# Problem description
Begin at the line that has "Could you give the outline of every instance of the white" and stop after the line that has "[[[53,170],[114,170],[108,158],[92,149],[82,149],[68,154]]]". Write out only those lines again, swapping "brown grass patch" for "dead grass patch" and leaving everything else unchanged.

Region labeling data
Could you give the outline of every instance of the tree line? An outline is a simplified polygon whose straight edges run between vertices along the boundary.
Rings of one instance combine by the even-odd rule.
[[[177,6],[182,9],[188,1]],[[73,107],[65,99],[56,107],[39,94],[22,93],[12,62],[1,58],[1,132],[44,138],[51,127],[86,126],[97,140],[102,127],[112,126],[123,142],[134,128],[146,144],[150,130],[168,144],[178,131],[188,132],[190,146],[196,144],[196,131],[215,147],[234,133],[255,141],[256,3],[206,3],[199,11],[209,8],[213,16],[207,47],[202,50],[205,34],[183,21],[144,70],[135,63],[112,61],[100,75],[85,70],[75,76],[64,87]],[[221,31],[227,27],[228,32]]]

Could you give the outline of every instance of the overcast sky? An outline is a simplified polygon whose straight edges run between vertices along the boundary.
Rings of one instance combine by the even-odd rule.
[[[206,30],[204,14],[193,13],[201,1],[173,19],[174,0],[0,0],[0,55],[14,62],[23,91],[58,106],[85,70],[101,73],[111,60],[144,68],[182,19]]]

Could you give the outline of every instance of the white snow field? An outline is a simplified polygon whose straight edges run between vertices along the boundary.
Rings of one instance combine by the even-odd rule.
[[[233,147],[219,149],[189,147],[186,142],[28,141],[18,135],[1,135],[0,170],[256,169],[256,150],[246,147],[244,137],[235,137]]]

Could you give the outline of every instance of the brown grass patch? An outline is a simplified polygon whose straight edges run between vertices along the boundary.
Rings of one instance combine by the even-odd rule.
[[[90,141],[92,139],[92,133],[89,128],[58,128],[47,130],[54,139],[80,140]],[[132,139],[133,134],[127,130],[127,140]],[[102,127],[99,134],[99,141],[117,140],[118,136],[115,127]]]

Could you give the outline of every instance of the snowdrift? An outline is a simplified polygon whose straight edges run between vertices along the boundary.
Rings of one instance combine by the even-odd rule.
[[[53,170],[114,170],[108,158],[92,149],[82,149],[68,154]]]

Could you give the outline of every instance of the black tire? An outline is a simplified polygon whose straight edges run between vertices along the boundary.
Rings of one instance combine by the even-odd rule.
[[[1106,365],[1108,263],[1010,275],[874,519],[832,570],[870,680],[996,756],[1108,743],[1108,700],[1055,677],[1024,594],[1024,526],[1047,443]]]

# Finished exercise
Could you give the outline of every instance of the white snow field? An outline is a simplified polygon whose straight edges run between vertices along the boundary.
Rings of one instance combine by the even-odd rule.
[[[233,147],[219,149],[189,147],[186,142],[28,141],[18,135],[1,135],[0,170],[256,169],[256,150],[246,147],[244,137],[235,137]]]

Could you give the outline of every instance of the dead grass patch? An outline is a simplified polygon whose straight edges run between vertices along the boundary.
Rings of one instance combine by the even-odd rule.
[[[90,141],[92,139],[92,133],[89,128],[58,128],[47,130],[54,139],[80,140]],[[132,139],[133,134],[127,130],[127,140]],[[102,127],[99,134],[99,141],[117,140],[118,136],[115,127]]]

Could you give the outline of every instance of the snowdrift? An outline is a simplified polygon whose straight edges run between vertices along the boundary.
Rings of one instance combine by the even-odd rule.
[[[53,170],[114,170],[108,158],[92,149],[82,149],[68,154]]]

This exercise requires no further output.